Task 1:
Answer these from the neuroscience archive announcement:
(a) How many preprints and reprints does the site currently receive each year?
(b) Are submissions to the archive reviewed?
(c) For lengthy data sets, what does the announcement say will be appropriate?
Task 2:
Pick up the neuroscience archive announcement after its final line and keep writing in the same style.

Exercise text:
Just established: new neuroscience archives

Partha Mitra pmitra at bell-labs.com
Mon Sep 22 01:01:29 EDT 1997


A neuroscience hierarchy has been established on the e-print 
archive at xxx.lanl.gov.  This is an established archival site,
sponsored by the NSF, that currently receives over 20,000
preprints and reprints each year, mostly in physics. Data rich
research communities, such as astrophysics, are able to publish 
important sets of data (or links to the larger sets) in a 
central, easily accessible location.

Some background information about the impact that the archive 
has had on physics and some related fields is available at

        http://xxx.lanl.gov/blurb/sep96news.html

The site is primarily a means for efficient distribution and 
archival. Submissions are not reviewed (although "response"
papers can be submitted), and so it does not replace conventional
journals.  Experience with the existing archives suggests that
submissions tend to maintain a high level of scholarship.

We suggest that there are a number of benefits that the 
neuroscience community might expect to obtain from this archive:

* The archives provide a means of rapid and widely accessible
dissemination of research results in the form of preprints or reprints.

* Shorter notes, algorithms, or interesting data sets (with a short
descriptive abstract) can be published independently of long papers
and thus speed the distribution of important information.

* The archive provides a central resource to make available important
raw data sets for further scrutiny.  For lengthy data sets, a short
description with appropriate hyperlinks will be appropriate.

* Technical reports, either on computational, instrumental, or
preparatory procedures, can be made widely available.

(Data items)
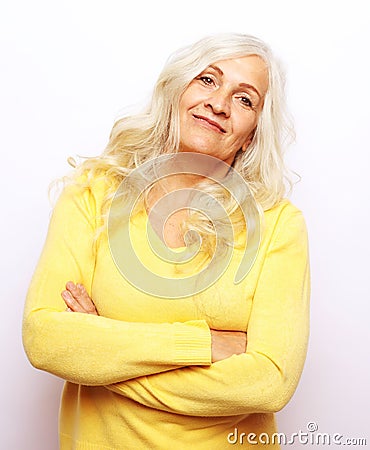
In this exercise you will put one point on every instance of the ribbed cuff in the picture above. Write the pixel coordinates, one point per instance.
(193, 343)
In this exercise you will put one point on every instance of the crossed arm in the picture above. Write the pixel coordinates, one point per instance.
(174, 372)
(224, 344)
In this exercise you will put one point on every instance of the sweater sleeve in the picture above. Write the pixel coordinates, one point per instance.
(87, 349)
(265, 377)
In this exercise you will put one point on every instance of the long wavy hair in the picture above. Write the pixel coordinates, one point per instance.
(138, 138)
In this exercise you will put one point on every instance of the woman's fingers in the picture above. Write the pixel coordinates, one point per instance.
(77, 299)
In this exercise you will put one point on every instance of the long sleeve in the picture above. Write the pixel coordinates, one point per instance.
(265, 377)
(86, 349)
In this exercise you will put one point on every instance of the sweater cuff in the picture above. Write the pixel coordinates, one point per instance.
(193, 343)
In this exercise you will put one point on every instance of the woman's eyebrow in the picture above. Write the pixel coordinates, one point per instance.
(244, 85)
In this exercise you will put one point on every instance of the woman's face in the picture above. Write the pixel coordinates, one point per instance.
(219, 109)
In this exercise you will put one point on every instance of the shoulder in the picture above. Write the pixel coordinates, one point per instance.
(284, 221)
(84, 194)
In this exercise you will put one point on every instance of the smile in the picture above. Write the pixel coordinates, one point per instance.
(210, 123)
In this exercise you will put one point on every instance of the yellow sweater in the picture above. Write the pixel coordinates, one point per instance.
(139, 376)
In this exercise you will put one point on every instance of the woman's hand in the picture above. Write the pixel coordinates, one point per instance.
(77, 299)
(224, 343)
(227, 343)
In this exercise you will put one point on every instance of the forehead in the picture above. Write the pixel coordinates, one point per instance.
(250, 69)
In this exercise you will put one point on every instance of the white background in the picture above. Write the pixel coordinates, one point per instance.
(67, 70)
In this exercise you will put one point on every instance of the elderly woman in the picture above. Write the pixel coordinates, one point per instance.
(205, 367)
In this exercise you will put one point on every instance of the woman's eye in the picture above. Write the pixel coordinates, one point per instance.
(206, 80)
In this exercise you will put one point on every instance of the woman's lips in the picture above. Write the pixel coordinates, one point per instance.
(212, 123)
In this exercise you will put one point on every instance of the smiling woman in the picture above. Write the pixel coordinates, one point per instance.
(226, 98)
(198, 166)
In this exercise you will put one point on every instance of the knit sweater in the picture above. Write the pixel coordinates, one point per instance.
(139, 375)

Expected output 1:
(a) Over 20,000.
(b) No, submissions are not reviewed, though "response" papers can be submitted.
(c) A short description with appropriate hyperlinks.

Expected output 2:
* Conference proceedings papers that aren't indexed or that don't
receive wide distribution will be easily accessible.

* The archive is mirrored in 14 different countries that are spread
across the globe, with the network still growing.  In particular, 
in countries where the costs of institutional subscriptions to journals 
are impractical, the archive has become the primary research source.

There are three subcategories in the Neuroscience group, following the
example of the Journal of Neuroscience:

* 'neuro-cel' for Molecular/Cellular Neuroscience
* 'neuro-sys' for Behavioral/systems Neuroscience
* 'neuro-dev' for Developmental Neuroscience

A computational or theoretical category has been initially avoided
in order to keep theoretical, modeling and analysis studies mixed in
with the experimental work.

To reach the front pages for the archives connect to

        http://xxx.lanl.gov/archive/neuro-cel
or
        http://xxx.lanl.gov/archive/neuro-sys
or
        http://xxx.lanl.gov/archive/neuro-dev

Papers may be uploaded in a variety of formats (TeX and LaTeX are
preferred;
PostScript that is generated as a print file by Microsoft Word is
acceptable), which are then automatically converted to various
file types for downloading.  Instructions for both submission and
retrieval are available from the web site. In particular, see
http://xxx.lanl.gov/faq/.

---------
The neuroscience archives were initiated as a subcategory 
of the existing e-print archives at LANL during the
Analysis of Neural Data Workgroup 
(see http://sdphln.ucsd.edu/research/neurodata/)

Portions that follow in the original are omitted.